*STATED EXERCISE A*:
Reproduce a stretch of the About page word for word, beginning at the words "ABOUT STUMBLING AFTER" and stopping after the words "we really are.".

━━━━

About

ABOUT THE AUTHOR:

My name is Vito Martinez, and I am a friar with the Order of Capuchin Franciscans. I belong to the St. Joseph (Mid-west) Province, which has ministries as far east as Detroit and as far west as Montana. Most of our ministries focus on work with the poor and marginalized.

Before deciding to become a Capuchin friar, I lived as a car salesman, poker dealer, bouncer, and many other careers. My life gives me a unique perspective on religious life, as well as a special way to interact with the poor and marginalized.

My conversion story has drawn plenty of attention:

Grand Rapids Press, January 3, 2009

Interview with Dick Gordon on NPR, Number 1

Interview with Dick Gordon on NPR, Number 2

By sharing the highs and lows of my life, I try to show people a new way of looking at the world and one's self.

ABOUT STUMBLING AFTER FRANCIS:

Francis Thompson, an English poet and addict, spent time with the Capuchins in northern Wales as he struggled to get clean. Had this to say about the Franciscans:
It is this lofty and unsought genuiness which makes the true poet take to the Franciscan and the true Franciscan to the poet. Two things in this world are poetry - and luckily do not know it - the child and the Franciscan.
My faith journey to become a friar, priest, and follower of Francis hasn't been easy, straight-forward, or even clear at times. What many people might not understand is that I am still myself in addition to my vows. I worry. I work hard. I have dreams. And sometimes I make mistakes. We are called with our gifts as well as our brokenness. And while that doesn't mean we shouldn't strive to be better, it means that we should strive to be who we really are.

This blog is who I really am. Peace and blessings,

-V


(He said): “And human love needs human meriting:
How hast thou merited—
Of all man’s clotted clay the dingiest clot?
Alack, thou knowest not
How little worthy of any love thou art!
Whom wilt thou find to love ignoble thee,
Save Me, save only Me?

All which I took for I took from thee I did but take,
Not for thy harms,
But just that thou might'st seek it in My arms
All of which thy child's mistake
Fancies as lost, I have stored for thee at home:
Rise, clasp my hand, and come!

━━━━

*STATED EXERCISE B*:
In the entries below, write out each line word for word, beginning at the line that contains "gear wheel in this photo." and stopping after the line that contains "(1182, 565)".

Position annotation records
━━━━

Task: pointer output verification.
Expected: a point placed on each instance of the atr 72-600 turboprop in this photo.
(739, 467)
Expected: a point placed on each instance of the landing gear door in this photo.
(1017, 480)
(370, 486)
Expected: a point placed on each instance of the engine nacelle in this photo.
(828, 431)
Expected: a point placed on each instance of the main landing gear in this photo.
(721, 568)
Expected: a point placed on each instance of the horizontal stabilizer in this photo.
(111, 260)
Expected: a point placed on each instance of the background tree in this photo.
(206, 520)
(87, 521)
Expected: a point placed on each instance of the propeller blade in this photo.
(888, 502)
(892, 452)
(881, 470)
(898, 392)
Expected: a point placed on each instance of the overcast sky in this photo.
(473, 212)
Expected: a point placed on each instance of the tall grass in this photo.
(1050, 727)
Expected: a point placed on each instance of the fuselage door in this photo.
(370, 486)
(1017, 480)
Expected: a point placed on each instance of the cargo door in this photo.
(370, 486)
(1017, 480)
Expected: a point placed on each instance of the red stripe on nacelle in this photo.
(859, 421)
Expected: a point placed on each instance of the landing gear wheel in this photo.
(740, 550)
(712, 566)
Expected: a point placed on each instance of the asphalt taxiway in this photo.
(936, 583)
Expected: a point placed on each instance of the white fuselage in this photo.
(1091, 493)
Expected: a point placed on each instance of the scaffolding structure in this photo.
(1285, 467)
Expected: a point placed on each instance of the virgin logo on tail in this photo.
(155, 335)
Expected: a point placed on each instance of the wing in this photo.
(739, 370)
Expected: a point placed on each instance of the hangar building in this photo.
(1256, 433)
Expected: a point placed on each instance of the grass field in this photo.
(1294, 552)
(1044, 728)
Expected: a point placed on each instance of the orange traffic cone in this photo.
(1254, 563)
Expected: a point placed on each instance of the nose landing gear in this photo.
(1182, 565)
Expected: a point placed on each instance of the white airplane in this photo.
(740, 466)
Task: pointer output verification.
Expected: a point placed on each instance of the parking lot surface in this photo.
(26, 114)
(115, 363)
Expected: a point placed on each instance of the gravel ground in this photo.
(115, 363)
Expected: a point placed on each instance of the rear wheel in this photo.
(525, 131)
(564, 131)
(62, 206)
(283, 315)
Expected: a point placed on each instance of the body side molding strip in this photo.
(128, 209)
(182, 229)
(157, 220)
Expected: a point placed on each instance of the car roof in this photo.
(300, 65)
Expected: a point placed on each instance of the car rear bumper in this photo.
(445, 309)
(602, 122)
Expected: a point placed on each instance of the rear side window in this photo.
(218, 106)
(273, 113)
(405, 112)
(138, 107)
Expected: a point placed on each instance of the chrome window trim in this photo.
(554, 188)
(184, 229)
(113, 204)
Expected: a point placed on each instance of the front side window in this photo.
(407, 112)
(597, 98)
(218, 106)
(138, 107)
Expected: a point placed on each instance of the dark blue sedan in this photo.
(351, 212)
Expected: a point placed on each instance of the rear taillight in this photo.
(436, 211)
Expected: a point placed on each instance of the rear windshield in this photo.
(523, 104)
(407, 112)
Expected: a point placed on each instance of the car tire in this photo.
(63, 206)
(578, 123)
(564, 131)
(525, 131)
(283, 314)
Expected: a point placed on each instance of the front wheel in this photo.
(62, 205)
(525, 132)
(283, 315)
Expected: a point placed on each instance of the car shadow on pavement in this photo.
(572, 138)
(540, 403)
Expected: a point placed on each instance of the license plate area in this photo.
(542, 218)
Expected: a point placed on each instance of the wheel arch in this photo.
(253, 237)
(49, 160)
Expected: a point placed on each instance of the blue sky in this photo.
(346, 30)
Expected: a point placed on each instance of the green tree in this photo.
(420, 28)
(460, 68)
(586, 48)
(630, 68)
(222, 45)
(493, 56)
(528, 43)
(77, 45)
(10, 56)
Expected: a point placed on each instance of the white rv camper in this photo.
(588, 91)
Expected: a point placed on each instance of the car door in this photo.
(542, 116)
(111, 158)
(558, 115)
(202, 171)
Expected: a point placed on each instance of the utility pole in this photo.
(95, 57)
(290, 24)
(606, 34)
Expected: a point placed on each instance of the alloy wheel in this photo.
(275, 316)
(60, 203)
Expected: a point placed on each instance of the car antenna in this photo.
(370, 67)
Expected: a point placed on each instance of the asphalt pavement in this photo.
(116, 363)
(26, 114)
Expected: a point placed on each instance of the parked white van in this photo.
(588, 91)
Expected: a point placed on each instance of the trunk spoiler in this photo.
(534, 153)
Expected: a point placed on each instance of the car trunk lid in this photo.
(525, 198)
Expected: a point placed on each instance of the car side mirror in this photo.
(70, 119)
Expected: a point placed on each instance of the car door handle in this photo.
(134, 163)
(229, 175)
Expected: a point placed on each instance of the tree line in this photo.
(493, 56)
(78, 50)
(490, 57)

━━━━

*FULL RESPONSE A*:
ABOUT STUMBLING AFTER FRANCIS:

Francis Thompson, an English poet and addict, spent time with the Capuchins in northern Wales as he struggled to get clean. Had this to say about the Franciscans:
It is this lofty and unsought genuiness which makes the true poet take to the Franciscan and the true Franciscan to the poet. Two things in this world are poetry - and luckily do not know it - the child and the Franciscan.
My faith journey to become a friar, priest, and follower of Francis hasn't been easy, straight-forward, or even clear at times. What many people might not understand is that I am still myself in addition to my vows. I worry. I work hard. I have dreams. And sometimes I make mistakes. We are called with our gifts as well as our brokenness. And while that doesn't mean we shouldn't strive to be better, it means that we should strive to be who we really are.

*FULL RESPONSE B*:
Expected: a point placed on each instance of the landing gear wheel in this photo.
(740, 550)
(712, 566)
Expected: a point placed on each instance of the asphalt taxiway in this photo.
(936, 583)
Expected: a point placed on each instance of the white fuselage in this photo.
(1091, 493)
Expected: a point placed on each instance of the scaffolding structure in this photo.
(1285, 467)
Expected: a point placed on each instance of the virgin logo on tail in this photo.
(155, 335)
Expected: a point placed on each instance of the wing in this photo.
(739, 370)
Expected: a point placed on each instance of the hangar building in this photo.
(1256, 433)
Expected: a point placed on each instance of the grass field in this photo.
(1294, 552)
(1044, 728)
Expected: a point placed on each instance of the orange traffic cone in this photo.
(1254, 563)
Expected: a point placed on each instance of the nose landing gear in this photo.
(1182, 565)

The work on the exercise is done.